The class shown above was `ExprMutatorBase` rather than `ExprMutator`. That is because the `ExprMutator` used to implement program transformations in Relax does not directly traverse arbitrary ASTs like in the example given, but instead expects ASTs to first be *normalized*, namely put into *[administrative normal form](https://en.wikipedia.org/wiki/A-normal_form)*, abbreviated “A-normal form” or “ANF.”

In ANF, expressions are allowed to have only *atomic* *expressions* (constants, function definitions, or variables) for subexpressions, meaning that complex expressions like call nodes cannot contain other complex expressions as subexpressions—the only way to pass their results to other complex expressions is to bind them to variables. For example, `f(g(x))` and `if f(x) then 1 else 0` are not permitted in ANF, while  `a = g(x); f(a)` and `a = f(x); if a then 1 else 0` are.

As described in [this page](https://matt.might.net/articles/a-normalization/) by Matt Might, one advantage of ANF for compilers is that it transforms a a deeply nested program into one where the order of operations is spelled out very clearly in a series of bindings. It is often useful in optimizations to reason directly about execution order and, as Might also observes, such bindings are easy to lower to assembly instructions.

··········

Things to do:
• 1. Retype the passage on A-normal form from "As described in" to "to assembly instructions.".
• 2. Extend the passage on A-normal form, picking up after its last sentence.

Extracted entries:
··········

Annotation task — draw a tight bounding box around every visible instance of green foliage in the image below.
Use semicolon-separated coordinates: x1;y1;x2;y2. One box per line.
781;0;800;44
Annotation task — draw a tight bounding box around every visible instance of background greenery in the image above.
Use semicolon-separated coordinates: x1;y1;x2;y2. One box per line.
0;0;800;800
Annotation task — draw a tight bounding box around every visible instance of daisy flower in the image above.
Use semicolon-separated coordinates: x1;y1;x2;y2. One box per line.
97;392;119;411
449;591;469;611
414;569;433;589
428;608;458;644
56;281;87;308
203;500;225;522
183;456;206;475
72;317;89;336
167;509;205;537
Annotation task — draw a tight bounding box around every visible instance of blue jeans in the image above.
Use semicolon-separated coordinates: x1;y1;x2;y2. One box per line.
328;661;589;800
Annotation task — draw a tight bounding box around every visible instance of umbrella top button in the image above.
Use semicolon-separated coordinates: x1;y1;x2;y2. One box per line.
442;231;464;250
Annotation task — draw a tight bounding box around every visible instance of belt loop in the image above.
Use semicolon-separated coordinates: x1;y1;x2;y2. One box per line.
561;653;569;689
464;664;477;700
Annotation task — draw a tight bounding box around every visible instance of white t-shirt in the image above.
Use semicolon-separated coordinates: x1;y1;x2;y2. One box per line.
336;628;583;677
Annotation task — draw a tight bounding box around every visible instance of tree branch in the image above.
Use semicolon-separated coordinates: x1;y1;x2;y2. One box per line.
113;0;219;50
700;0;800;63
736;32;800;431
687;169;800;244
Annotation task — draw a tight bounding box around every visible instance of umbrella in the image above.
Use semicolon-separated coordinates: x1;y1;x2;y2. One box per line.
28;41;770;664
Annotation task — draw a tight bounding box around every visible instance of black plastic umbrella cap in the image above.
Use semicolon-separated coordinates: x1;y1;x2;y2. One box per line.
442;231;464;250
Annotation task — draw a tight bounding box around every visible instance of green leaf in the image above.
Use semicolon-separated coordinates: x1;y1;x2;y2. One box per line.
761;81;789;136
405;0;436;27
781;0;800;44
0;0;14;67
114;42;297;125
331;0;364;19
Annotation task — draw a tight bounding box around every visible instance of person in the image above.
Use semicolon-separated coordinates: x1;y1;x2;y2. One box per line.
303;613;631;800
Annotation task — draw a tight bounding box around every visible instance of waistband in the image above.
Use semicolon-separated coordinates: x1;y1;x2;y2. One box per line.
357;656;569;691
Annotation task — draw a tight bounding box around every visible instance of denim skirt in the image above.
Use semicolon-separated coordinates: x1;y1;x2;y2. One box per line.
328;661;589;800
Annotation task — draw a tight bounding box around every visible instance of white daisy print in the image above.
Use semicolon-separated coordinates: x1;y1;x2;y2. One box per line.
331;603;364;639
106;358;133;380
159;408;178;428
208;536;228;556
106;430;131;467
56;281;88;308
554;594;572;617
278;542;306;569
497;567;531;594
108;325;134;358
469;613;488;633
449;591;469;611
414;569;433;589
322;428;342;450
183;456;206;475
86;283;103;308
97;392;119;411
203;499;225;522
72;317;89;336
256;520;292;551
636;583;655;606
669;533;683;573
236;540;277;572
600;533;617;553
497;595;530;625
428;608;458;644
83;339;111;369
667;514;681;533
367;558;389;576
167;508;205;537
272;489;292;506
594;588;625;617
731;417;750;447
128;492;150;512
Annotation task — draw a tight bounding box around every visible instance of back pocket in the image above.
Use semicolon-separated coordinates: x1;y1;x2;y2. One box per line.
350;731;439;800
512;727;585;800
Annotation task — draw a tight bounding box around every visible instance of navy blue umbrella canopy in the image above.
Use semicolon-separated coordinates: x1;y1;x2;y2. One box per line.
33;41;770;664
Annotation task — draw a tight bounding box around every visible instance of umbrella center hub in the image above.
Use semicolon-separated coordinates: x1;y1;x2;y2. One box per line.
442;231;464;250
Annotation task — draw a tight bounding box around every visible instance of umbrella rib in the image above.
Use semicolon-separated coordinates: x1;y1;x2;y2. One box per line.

··········

Outputs in order:
• 1.
As described in [this page](https://matt.might.net/articles/a-normalization/) by Matt Might, one advantage of ANF for compilers is that it transforms a a deeply nested program into one where the order of operations is spelled out very clearly in a series of bindings. It is often useful in optimizations to reason directly about execution order and, as Might also observes, such bindings are easy to lower to assembly instructions.

• 2.
In Relax’s `ExprMutator`, the use of ANF has several advantages for writing passes:

1. It generally simplifies the handling of complex expressions by guaranteeing that subexpressions are variables or constants, thus reducing the amount of analysis needed to conclude that certain program transformations are safe. For example, consider the case of a call node: If the arguments to the call could be general expressions, it is possible, in principle, that one of the subexpressions is a call to a `PackedFunc` that has side effects. Thus, it would change the program’s semantics to either eliminate the call or reorder the arguments. In ANF, however, the arguments are guaranteed to be atomic expressions and thus cannot have any side effects.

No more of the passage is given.